* INSTRUCTIONS TO FOLLOW *
In the entries that follow, how many lines hold the string "rocky"? Give only that number.

* DATA SHOWN *

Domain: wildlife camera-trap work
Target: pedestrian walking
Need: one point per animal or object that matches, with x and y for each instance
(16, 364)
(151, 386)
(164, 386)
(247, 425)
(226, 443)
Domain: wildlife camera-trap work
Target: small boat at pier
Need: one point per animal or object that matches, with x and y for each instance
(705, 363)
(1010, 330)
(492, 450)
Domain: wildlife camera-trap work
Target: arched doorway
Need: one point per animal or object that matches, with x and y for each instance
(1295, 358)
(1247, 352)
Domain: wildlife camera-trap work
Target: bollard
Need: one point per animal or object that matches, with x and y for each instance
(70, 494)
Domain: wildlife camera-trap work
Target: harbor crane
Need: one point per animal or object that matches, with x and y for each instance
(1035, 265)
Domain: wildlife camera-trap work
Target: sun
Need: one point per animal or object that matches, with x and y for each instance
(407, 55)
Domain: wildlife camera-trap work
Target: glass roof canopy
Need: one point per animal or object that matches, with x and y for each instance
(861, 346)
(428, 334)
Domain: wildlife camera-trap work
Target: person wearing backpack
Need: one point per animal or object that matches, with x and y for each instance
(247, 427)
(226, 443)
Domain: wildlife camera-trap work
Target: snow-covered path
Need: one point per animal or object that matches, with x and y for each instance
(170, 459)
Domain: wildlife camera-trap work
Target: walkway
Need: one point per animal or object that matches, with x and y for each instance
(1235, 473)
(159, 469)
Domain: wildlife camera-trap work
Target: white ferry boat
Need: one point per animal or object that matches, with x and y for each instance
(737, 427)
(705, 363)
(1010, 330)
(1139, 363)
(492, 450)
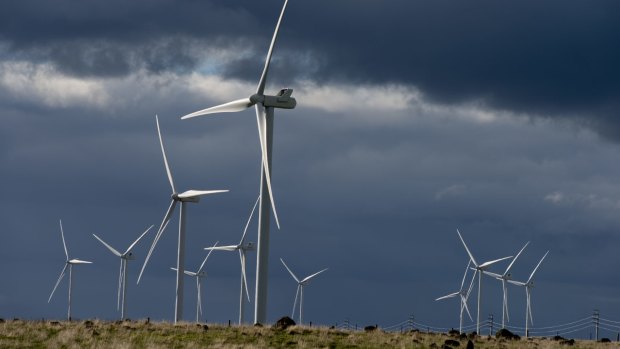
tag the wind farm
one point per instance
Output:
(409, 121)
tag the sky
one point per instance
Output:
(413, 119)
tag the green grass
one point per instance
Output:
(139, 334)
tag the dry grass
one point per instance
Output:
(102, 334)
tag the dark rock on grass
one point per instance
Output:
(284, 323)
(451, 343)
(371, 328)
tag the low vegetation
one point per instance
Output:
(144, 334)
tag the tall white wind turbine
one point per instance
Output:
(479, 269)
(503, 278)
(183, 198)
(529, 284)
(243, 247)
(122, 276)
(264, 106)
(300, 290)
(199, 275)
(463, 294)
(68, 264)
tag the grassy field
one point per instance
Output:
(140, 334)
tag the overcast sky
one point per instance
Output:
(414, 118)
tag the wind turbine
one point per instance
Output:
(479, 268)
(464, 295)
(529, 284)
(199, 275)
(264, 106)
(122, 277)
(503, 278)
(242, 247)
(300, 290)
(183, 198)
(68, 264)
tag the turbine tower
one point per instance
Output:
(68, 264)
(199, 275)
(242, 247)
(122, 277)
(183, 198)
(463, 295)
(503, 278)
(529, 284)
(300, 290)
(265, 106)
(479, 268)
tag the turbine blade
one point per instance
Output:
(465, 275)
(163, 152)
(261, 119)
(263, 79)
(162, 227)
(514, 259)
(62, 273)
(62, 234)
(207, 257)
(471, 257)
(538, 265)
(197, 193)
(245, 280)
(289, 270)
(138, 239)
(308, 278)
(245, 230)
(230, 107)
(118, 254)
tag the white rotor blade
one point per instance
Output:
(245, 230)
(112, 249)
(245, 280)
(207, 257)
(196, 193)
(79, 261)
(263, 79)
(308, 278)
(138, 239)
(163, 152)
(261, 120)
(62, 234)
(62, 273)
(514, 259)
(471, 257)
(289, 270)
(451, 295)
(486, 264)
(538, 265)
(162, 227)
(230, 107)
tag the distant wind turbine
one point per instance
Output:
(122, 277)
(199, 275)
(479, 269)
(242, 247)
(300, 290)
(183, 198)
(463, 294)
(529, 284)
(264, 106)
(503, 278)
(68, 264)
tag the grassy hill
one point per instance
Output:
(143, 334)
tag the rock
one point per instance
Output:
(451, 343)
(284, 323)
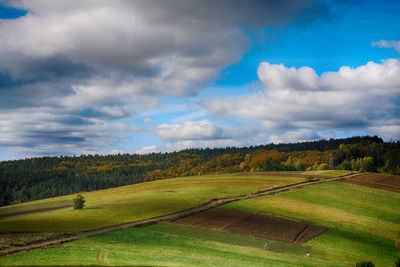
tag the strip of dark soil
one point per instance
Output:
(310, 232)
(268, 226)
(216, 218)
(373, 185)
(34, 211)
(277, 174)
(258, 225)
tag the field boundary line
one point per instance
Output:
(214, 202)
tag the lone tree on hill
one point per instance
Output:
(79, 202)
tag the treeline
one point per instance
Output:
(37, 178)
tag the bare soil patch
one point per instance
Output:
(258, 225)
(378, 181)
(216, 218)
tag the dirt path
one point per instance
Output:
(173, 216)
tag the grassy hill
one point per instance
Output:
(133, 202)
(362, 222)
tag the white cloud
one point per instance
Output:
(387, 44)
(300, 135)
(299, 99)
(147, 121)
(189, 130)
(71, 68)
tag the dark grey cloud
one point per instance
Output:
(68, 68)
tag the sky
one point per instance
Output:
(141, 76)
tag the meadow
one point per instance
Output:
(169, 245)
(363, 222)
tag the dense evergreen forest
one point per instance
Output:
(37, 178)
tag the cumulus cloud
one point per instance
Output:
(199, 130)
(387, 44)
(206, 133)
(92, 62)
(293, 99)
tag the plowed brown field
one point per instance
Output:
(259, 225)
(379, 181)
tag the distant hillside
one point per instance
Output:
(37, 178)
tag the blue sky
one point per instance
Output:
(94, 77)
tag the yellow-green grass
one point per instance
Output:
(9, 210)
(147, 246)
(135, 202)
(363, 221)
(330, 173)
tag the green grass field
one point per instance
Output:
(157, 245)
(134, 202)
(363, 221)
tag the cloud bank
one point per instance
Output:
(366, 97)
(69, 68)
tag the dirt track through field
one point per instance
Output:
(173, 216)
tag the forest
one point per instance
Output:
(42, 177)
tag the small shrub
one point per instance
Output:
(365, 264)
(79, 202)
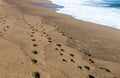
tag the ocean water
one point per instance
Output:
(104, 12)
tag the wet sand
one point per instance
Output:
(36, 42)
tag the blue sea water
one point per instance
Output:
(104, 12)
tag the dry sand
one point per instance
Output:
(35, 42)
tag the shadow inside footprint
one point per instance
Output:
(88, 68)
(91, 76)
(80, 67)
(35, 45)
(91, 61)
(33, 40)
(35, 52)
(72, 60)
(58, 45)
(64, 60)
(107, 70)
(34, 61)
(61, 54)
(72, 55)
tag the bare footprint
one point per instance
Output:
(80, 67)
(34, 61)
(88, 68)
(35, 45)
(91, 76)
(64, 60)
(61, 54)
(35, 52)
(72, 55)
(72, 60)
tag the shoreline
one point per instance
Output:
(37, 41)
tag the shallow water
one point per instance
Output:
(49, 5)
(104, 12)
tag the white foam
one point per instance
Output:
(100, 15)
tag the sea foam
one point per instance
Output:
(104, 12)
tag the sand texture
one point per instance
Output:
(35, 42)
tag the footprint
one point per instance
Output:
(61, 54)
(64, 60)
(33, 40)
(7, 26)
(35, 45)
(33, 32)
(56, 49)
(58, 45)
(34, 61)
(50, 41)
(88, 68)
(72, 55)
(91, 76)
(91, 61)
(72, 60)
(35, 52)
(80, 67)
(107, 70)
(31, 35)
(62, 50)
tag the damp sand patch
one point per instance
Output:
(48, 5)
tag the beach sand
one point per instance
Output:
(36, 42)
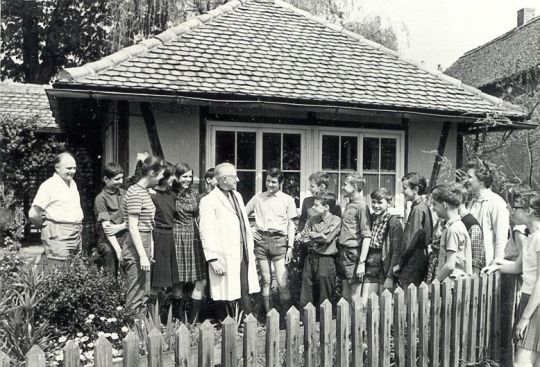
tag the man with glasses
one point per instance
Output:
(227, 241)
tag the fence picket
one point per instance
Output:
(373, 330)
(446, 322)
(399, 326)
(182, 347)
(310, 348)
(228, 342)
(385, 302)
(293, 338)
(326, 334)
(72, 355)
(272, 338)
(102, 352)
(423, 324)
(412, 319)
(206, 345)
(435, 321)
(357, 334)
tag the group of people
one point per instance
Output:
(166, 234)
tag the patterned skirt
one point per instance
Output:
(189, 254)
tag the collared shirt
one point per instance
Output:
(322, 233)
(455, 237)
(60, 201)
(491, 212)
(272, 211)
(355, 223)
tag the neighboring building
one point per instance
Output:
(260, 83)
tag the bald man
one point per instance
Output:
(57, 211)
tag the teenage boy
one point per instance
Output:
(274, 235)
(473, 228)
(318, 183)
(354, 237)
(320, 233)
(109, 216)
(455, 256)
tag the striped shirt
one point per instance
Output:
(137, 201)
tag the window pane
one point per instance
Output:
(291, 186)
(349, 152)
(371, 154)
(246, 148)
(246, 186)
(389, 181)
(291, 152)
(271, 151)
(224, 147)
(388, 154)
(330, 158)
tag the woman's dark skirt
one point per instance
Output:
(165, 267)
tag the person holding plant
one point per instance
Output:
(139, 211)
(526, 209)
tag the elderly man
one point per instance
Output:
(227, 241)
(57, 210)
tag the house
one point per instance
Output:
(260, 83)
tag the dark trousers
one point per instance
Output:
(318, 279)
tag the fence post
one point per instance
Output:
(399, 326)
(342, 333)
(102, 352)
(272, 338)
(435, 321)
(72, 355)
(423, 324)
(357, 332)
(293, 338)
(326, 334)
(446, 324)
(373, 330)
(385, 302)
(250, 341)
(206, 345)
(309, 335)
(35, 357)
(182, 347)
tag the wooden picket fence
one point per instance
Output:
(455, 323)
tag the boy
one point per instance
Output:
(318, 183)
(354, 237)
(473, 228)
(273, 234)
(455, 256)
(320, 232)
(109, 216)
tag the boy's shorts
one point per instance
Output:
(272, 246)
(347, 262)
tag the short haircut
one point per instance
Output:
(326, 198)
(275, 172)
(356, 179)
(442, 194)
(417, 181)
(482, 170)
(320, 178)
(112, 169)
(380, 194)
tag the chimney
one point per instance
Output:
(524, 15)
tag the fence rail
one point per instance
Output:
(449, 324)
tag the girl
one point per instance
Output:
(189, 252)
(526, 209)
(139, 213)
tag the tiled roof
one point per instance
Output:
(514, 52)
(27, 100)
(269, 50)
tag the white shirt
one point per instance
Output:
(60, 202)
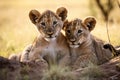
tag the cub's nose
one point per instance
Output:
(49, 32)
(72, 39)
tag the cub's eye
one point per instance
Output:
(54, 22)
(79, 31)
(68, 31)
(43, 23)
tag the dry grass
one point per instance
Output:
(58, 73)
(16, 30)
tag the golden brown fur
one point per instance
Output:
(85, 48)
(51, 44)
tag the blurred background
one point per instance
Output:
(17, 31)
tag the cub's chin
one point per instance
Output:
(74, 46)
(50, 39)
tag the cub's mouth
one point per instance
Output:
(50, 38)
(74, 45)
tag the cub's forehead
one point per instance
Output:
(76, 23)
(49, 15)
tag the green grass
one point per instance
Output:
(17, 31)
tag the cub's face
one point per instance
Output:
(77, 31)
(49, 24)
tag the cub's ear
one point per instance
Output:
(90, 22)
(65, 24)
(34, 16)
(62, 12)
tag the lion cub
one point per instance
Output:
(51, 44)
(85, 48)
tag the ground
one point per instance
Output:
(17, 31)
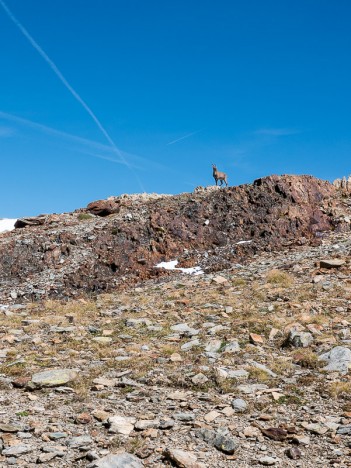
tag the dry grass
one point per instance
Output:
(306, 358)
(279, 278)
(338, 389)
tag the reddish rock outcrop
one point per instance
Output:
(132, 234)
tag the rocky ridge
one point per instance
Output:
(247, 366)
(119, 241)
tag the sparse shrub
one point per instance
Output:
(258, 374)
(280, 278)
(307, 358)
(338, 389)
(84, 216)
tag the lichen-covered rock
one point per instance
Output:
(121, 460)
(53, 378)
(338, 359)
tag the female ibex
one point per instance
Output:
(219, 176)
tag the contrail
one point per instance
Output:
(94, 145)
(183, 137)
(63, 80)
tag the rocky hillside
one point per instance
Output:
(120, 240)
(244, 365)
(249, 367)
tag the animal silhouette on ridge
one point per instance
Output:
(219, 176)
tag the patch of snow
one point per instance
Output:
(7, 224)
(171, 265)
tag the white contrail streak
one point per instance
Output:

* RESULT BELOW *
2